Twee vormen van begeleid werken

Sinds 1998 bestaat de mogelijkheid van Begeleid werken door Wsw-geïndiceerden bij

een reguliere werkgever. Bij deze vorm van begeleid werken worden Begeleid werkenplekken

tot stand gebracht door gemeente of schap (SWZ). Deze wijze van tot stand

brengen van Begeleid werken is blijven bestaan.

Naast het Begeleid werken dat door gemeente of schap tot stand wordt gebracht introduceert

de modernisering Wsw het Begeleid werken via het Persoonsgebonden budget. Dit

vanuit de gedachte dat de Wsw als vrijwillige voorziening voor een specifieke groep arbeidsgehandicapten

zo goed mogelijk moet aansluiten bij de capaciteiten en mogelijkheden

van een Wsw-geïndiceerde. Daarbij past ook dat Wsw-geïndiceerden de mogelijkheid

moeten hebben om zelf te bepalen op welke manier hun arbeidsplaats wordt gerealiseerd.

Door de Wsw-geïndiceerde een recht op een PGB te geven wordt hierin voorzien.

Als een Wsw-geïndiceerde (of een door hem ingeschakelde begeleidingsorganisatie) een

werkgever vindt die hem een adequate werkplek aanbiedt, de begeleiding op de werkplek

adequaat wordt geregeld én de kosten van Begeleid werken binnen het beschikbare budget

vallen, dan is SWZ verplicht (na de aanvraag te hebben beoordeeld) de wens van de

Wsw-geïndiceerde te honoreren. Iedere Wsw-geïndiceerde komt in beginsel in aanmerking

voor Begeleid werken met een PGB. Voor personen op de wachtlijst geldt dat zij pas

van het PGB gebruik kunnen maken, als zij op grond van hun plek op die wachtlijst aan

de beurt zijn voor een Wsw-plek. Voor het beroep op een PGB is geen Begeleid werkenindicatie

van het CWI vereist. Een Wsw-indicatie volstaat. Ook een Wsw-werknemer met

een bestaand dienstverband kan dus een beroep doen op een PGB.

• **Aangeleverde gegevens**

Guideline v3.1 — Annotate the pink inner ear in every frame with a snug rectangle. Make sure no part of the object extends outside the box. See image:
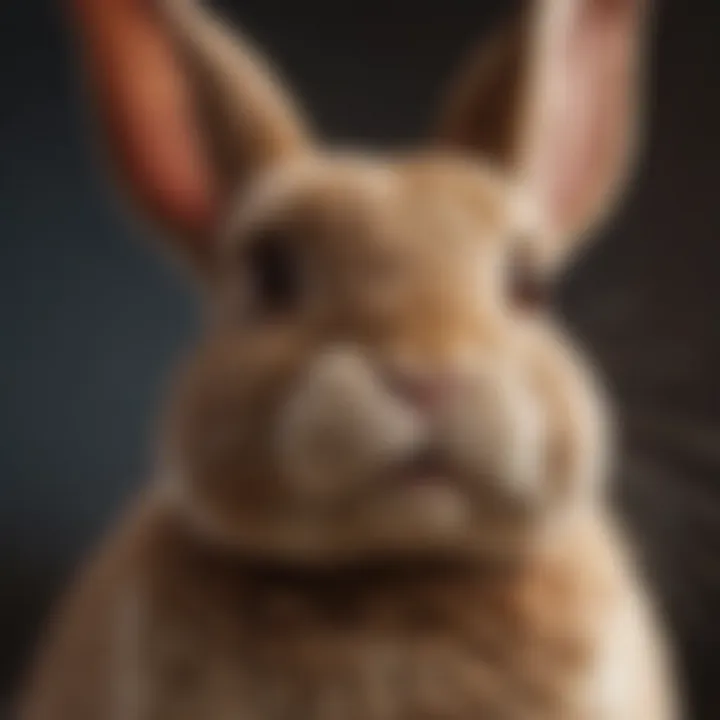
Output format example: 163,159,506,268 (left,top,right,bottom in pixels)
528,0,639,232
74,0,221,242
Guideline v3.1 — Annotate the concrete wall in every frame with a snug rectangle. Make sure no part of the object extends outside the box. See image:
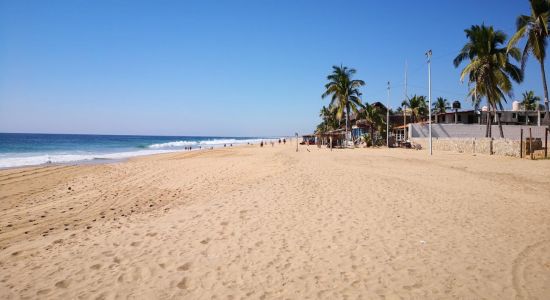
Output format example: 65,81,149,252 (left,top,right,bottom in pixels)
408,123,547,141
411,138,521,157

==

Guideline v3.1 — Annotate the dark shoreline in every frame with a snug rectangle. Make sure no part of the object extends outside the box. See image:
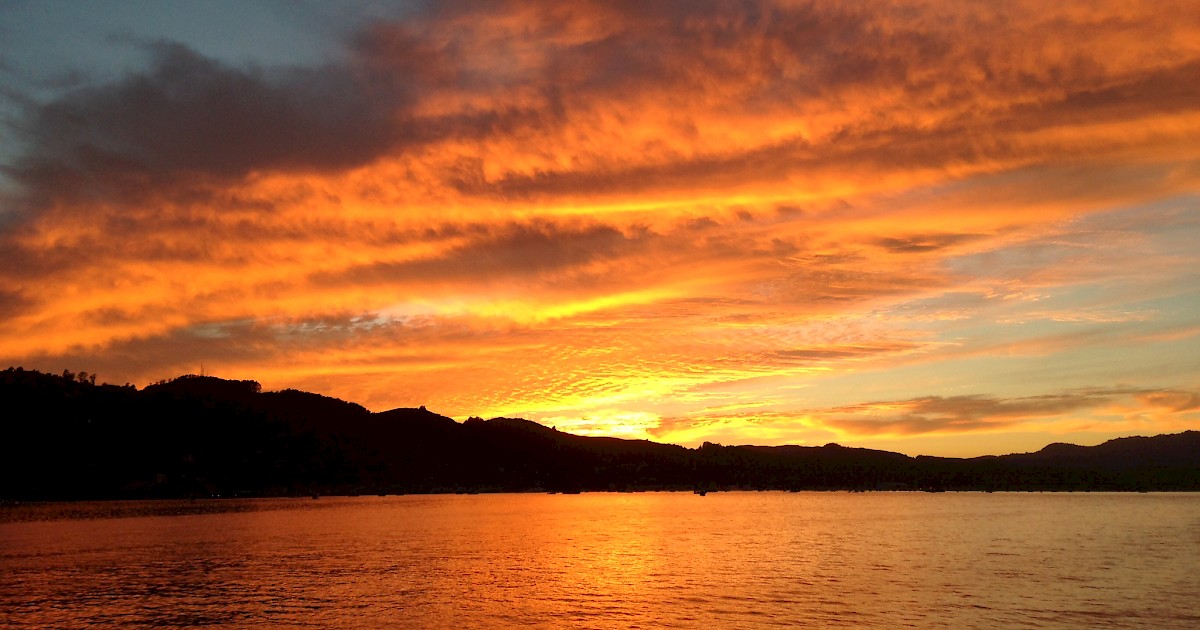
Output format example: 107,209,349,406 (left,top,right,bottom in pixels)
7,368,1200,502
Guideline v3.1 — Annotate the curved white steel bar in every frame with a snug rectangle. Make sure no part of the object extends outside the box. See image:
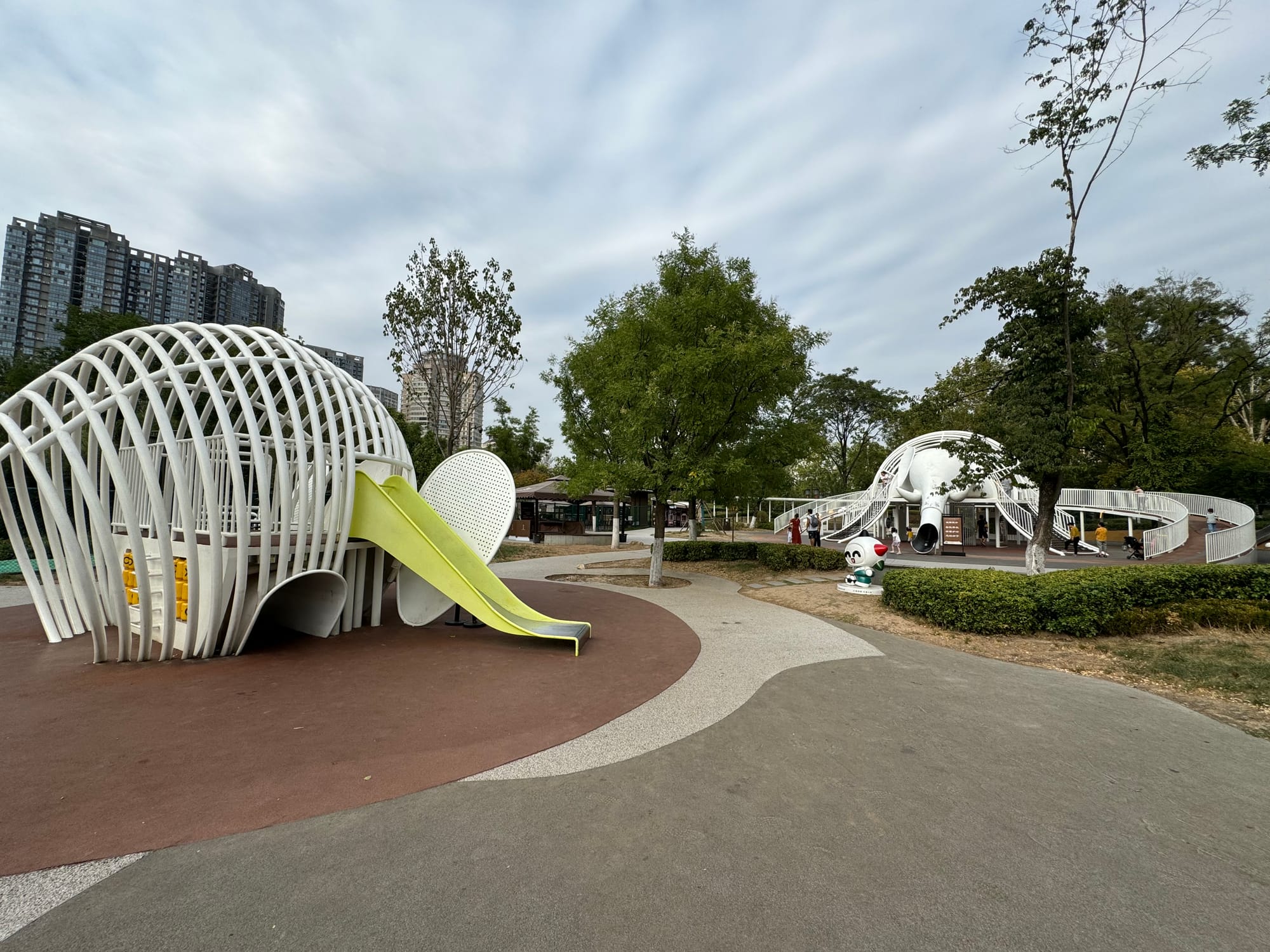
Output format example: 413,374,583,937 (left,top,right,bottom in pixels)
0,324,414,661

• **Opdrachten**
1 – Hernoem in de tekst over begeleid werken "reguliere werkgever" tot "gewone werkgever" en geef het deel tussen "Twee vormen van" en "is blijven bestaan.", beide inbegrepen, opnieuw weer.
2 – Beantwoord met behulp van de tekst over begeleid werken:
(a) Sinds welk jaar kunnen Wsw-geïndiceerden begeleid werken bij een reguliere werkgever?
(b) Wanneer kunnen personen op de wachtlijst van het PGB gebruikmaken?
(c) Welke indicatie volstaat voor een beroep op een PGB?
3 – Zet de tekst over begeleid werken voort na de laatste zin.

• **Antwoorden**
1 –
Twee vormen van begeleid werken

Sinds 1998 bestaat de mogelijkheid van Begeleid werken door Wsw-geïndiceerden bij

een gewone werkgever. Bij deze vorm van begeleid werken worden Begeleid werkenplekken

tot stand gebracht door gemeente of schap (SWZ). Deze wijze van tot stand

brengen van Begeleid werken is blijven bestaan.

2 –
(a) Sinds 1998.
(b) Als zij op grond van hun plek op de wachtlijst aan de beurt zijn voor een Wsw-plek.
(c) Een Wsw-indicatie.

3 –
Tussen beide vormen van Begeleid werken, totstandkoming via een PGB dan wel met

behulp van SWZ, bestaat een aantal verschillen.

1.Begeleid werken met een PGB is een recht voor elke Wsw-geïndiceerde. Deze heeft

recht op Begeleid werken met een PGB als de aanvraag aan de wettelijke eisen en de

daarop gebaseerde gemeentelijke voorwaarden voldoet.

2.Bij Begeleid werken met een PGB ligt het initiatief bij de Wsw-geïndiceerde zelf. De

Wsw-geïndiceerde, of iemand namens hem, zal een PGB bij SWZ moeten aanvragen

en om dit te kunnen doen zal hij zelf een werkgever en een begeleidingsorganisatie

moeten aandragen en de wijze van werkplekaanpassing moeten regelen, dan wel

daar een voorstel voor doen.

Het verschil tussen Begeleid werken dat door SWZ wordt georganiseerd en Begeleid werken

met een PGB is in beginsel uitsluitend gelegen in de wijze waarop een Begeleid werkenplek

tot stand wordt gebracht. Als de Begeleid werkenplek eenmaal is gerealiseerd

zijn er in principe geen verschillen.

De regeling van Begeleid werken met een PGB

Het Begeleid werken met een PGB wordt geregeld in artikel 7 Wsw. Het verzoek van een

Wsw-geïndiceerde om voor een PGB in aanmerking te komen moet worden gehonoreerd

als

1.betrokkene al een Wsw-dienstbetrekking heeft of recht heeft op plaatsing vanaf de

wachtlijst;

2.de werkplek en de begeleiding op de werkplek zoals door de Wsw-geïndiceerde of

door de door hem aangedragen begeleidingsorganisatie zijn voorgesteld, adequaat

zijn;

3.de periodieke subsidie die aan de werkgever wordt verstrekt en de vergoeding die

aan de begeleidingsorganisatie wordt verstrekt, na aftrek van de rechtstreeks aan de

subsidieverlening verbonden uitvoeringskosten niet hoger zijn dan het (gemiddelde)

budget dat beschikbaar is voor een Wsw-plaats.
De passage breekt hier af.